__Available data__
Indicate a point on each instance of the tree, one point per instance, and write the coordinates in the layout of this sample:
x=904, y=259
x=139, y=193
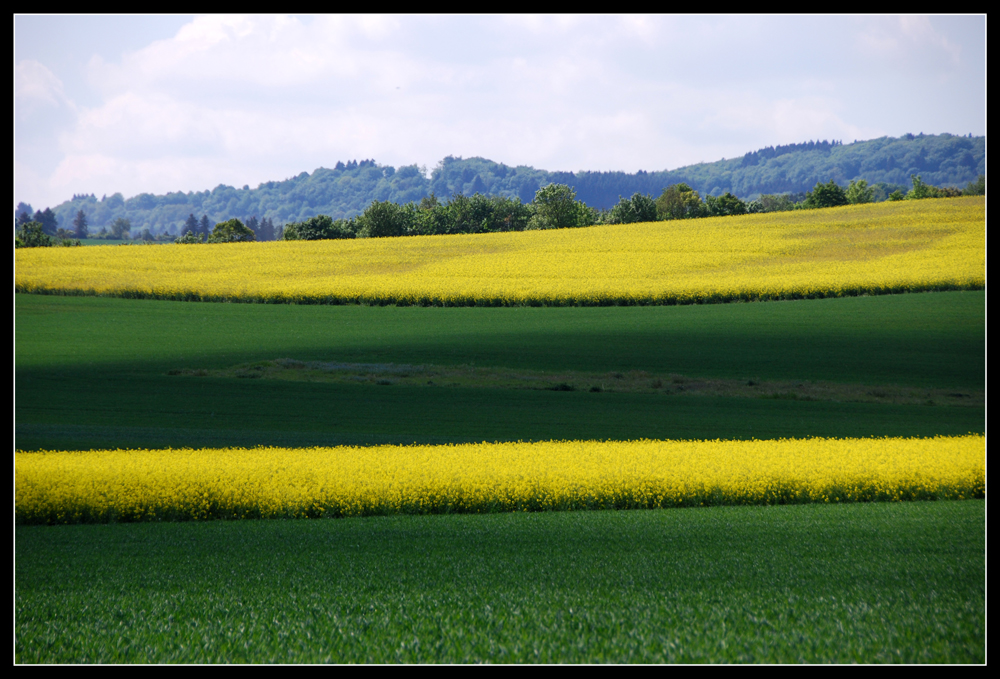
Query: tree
x=976, y=188
x=638, y=208
x=80, y=224
x=859, y=192
x=776, y=203
x=190, y=226
x=266, y=230
x=920, y=190
x=233, y=231
x=678, y=201
x=384, y=219
x=120, y=228
x=48, y=220
x=31, y=235
x=725, y=205
x=555, y=207
x=825, y=195
x=189, y=237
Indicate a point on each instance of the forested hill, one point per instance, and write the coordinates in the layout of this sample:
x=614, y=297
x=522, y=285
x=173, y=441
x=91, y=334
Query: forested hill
x=347, y=189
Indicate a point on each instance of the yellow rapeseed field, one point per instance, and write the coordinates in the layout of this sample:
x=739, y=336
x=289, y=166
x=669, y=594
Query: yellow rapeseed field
x=863, y=249
x=152, y=485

__Exercise aim__
Return a copy of each line in the records above that has "sample" in it.

__Answer box__
Indicate a point on each instance of the tree, one point per instance, and write the coordinates in the layout of this sample:
Indicate a point on each instance of the forested hill, one point per instance, and write the coordinates in the layout of this sample:
Indicate a point on each instance of the yellow rapeseed field, one point per instance, and write the coordinates in the layout of this sample:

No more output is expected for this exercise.